▸ **Stated exercise**:
Reproduce all of the material below, putting "simple" wherever "straightforward" appears and keeping everything else unchanged. Omit the pictures from your version.

┌────────

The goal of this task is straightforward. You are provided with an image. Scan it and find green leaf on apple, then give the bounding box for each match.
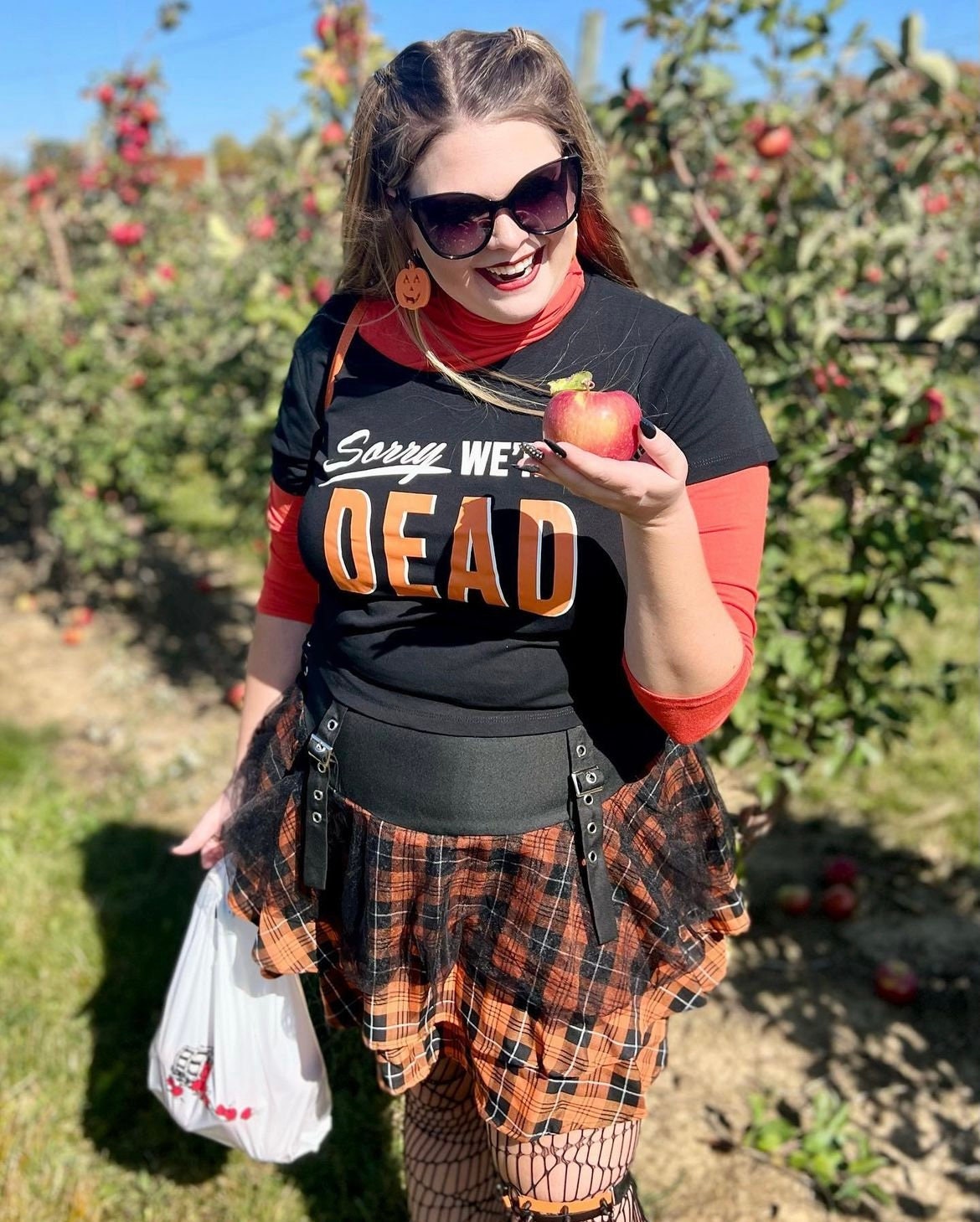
[548,369,595,394]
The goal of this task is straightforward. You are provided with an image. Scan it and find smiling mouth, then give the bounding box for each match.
[475,245,545,288]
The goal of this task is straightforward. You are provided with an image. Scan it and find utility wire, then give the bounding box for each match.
[3,3,312,83]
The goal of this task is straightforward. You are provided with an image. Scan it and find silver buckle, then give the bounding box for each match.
[572,767,606,798]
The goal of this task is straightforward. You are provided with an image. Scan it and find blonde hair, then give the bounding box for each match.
[336,27,637,415]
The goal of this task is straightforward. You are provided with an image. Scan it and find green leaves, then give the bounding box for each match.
[742,1088,891,1205]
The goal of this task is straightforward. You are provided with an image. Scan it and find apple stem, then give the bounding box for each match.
[548,369,595,394]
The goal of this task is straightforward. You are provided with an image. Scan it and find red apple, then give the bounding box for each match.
[543,370,642,460]
[820,882,858,920]
[776,882,812,916]
[922,386,946,424]
[823,857,860,886]
[875,959,919,1006]
[312,13,338,46]
[756,123,793,160]
[224,682,245,713]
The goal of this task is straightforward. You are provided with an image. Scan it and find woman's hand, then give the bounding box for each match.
[517,420,688,527]
[170,788,232,870]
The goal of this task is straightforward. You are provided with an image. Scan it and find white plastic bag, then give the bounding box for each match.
[147,862,331,1163]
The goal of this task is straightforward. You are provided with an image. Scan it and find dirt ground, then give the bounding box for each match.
[0,537,980,1222]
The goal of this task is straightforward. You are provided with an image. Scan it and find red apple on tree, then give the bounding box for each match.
[820,882,858,920]
[541,370,642,460]
[756,123,793,160]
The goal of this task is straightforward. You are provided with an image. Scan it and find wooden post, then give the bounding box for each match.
[575,8,606,101]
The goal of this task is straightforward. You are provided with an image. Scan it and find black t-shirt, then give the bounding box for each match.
[272,272,777,749]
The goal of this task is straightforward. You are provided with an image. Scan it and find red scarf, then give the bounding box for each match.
[358,258,585,370]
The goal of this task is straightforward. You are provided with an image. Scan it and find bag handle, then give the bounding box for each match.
[324,298,368,410]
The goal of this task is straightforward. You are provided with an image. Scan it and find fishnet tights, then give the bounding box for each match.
[405,1057,647,1222]
[403,1057,507,1222]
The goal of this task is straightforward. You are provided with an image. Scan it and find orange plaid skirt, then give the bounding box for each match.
[224,685,749,1140]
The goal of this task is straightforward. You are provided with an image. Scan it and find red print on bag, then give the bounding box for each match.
[166,1046,252,1121]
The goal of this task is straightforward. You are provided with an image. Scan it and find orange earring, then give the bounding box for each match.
[395,258,432,309]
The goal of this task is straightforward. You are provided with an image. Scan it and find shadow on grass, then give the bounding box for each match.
[85,823,405,1222]
[730,817,980,1222]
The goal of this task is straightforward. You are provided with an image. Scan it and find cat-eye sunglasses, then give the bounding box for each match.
[396,152,581,259]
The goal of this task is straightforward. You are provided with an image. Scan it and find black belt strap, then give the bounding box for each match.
[565,726,617,945]
[296,699,617,945]
[303,700,347,891]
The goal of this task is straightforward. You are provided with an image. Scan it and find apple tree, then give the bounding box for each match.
[594,0,980,812]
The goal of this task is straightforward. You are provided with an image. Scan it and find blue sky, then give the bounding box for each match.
[0,0,980,166]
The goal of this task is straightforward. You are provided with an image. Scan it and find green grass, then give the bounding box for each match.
[0,724,405,1222]
[0,544,980,1222]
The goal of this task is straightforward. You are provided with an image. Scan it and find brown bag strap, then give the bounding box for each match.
[324,299,368,410]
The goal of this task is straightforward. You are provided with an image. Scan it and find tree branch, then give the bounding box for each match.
[669,144,745,276]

└────────

▸ **Completed task**:
The goal of this task is simple. You are provided with an image. Scan it and find green leaf on apple, then give the bounding box for each match.
[548,369,595,394]
The goal of this task is simple. You are provided with an image. Scan it and find smiling mouth, then give the bounding box for each match.
[475,245,545,288]
The goal of this task is simple. You are provided with an image. Scan it and find utility wire, then give the bounding box for each match.
[3,3,312,83]
The goal of this task is simple. You are provided with an image. Scan it and find silver buckle, then give the bounding box for each match.
[572,767,606,798]
The goal of this task is simple. You are provided with an image. Scan it and find blonde hair, then give the bounding box for each match.
[336,27,637,415]
The goal of this task is simple. You are provided with an image. Scan it and find green leaves, then give the bounding box for each match.
[742,1088,891,1205]
The goal of this task is simple. You are provided with an image. Scan it and find apple stem, then give the bounding box for each match.
[548,369,595,394]
The goal of this task is simple. You are provided with an image. Scan it and find red apple, then give the bounding box for each match.
[543,370,642,460]
[820,882,858,920]
[776,882,812,916]
[922,386,946,424]
[823,857,860,886]
[875,959,919,1006]
[312,13,338,46]
[756,123,793,160]
[224,682,245,713]
The goal of this task is simple. You are provided with an image. Scan it and find woman's hand, then give the bounding box for each match.
[517,420,688,527]
[170,788,232,870]
The goal of this task is simple. You are provided with an image. Scan it and find white plastic bag, then give the bounding box for each match.
[147,862,331,1163]
The goal of this task is simple. You are provided with an image. Scan it and find dirt ground, then give the bounding box for each match.
[0,537,980,1222]
The goal of this task is simple. You are provided with an image. Scan it and find red apple on tree, then give the bounding box for each match.
[820,882,858,920]
[541,370,642,460]
[756,123,793,160]
The goal of this task is simple. You are provided with an image. Scan it and find wooden post, then give the bounding box for each match.
[575,8,606,101]
The goal of this task is simple. You are provided with an image. Scan it and find black t-shirt, then give the bounding box for each match.
[272,272,777,749]
The goal of this task is simple. You are provided with an image. Scan it and find red scarf, then give the bounding box for each match.
[358,258,585,370]
The goal of this task is simple. You are provided with an image. Scan it and find bag handle, then give the bounding box for each match.
[324,298,368,410]
The goal of this task is simple. You are provided with an image. Scan it and find fishnet tights, then give the bounding box for each match.
[405,1057,647,1222]
[403,1057,507,1222]
The goal of this task is simple. You are provided with an image. Scan it and find orange plaid skirt, then give the bounding box for each match.
[224,685,749,1140]
The goal of this task is simple. You are provided with an image. Scan it and find red print on bag, then give the bounding box for each match.
[166,1046,252,1121]
The goal of this task is simple. You are provided with an image. Scan it and find orange earring, then give the bounding box for each match.
[395,258,432,309]
The goal of this task is simple. You are provided with an image. Scan it and find shadow on grass, then give the bounding box for each match.
[85,823,405,1222]
[730,817,980,1222]
The goal of this task is simple. You are provided with an image. Scan it and find cat-eye sunglasses, then give the bounding box for each match.
[396,152,581,259]
The goal of this task is simple. You are provided with an image. Scan it and find black belt strap, then give the bounding box for each match.
[565,726,617,945]
[296,699,617,945]
[303,700,347,891]
The goal of this task is simple. You are provided with an image. Scan it and find apple tree, then give the bounding box for each match.
[594,0,980,812]
The goal of this task is simple. You are provided with an image. Scan it and find blue sky, then give the bounding box for each match.
[0,0,980,166]
The goal of this task is simple. You are provided with an image. Scan it and find green grass, then give the bounding box for each match.
[0,724,405,1222]
[0,544,980,1222]
The goal of this task is simple. You are provided with an image. Scan it and find brown bag strap, then give the bounding box for each match.
[324,299,368,410]
The goal of this task is simple. You are provided with an image. Scan it and find tree branch, then give the bounding box for each match.
[669,144,745,276]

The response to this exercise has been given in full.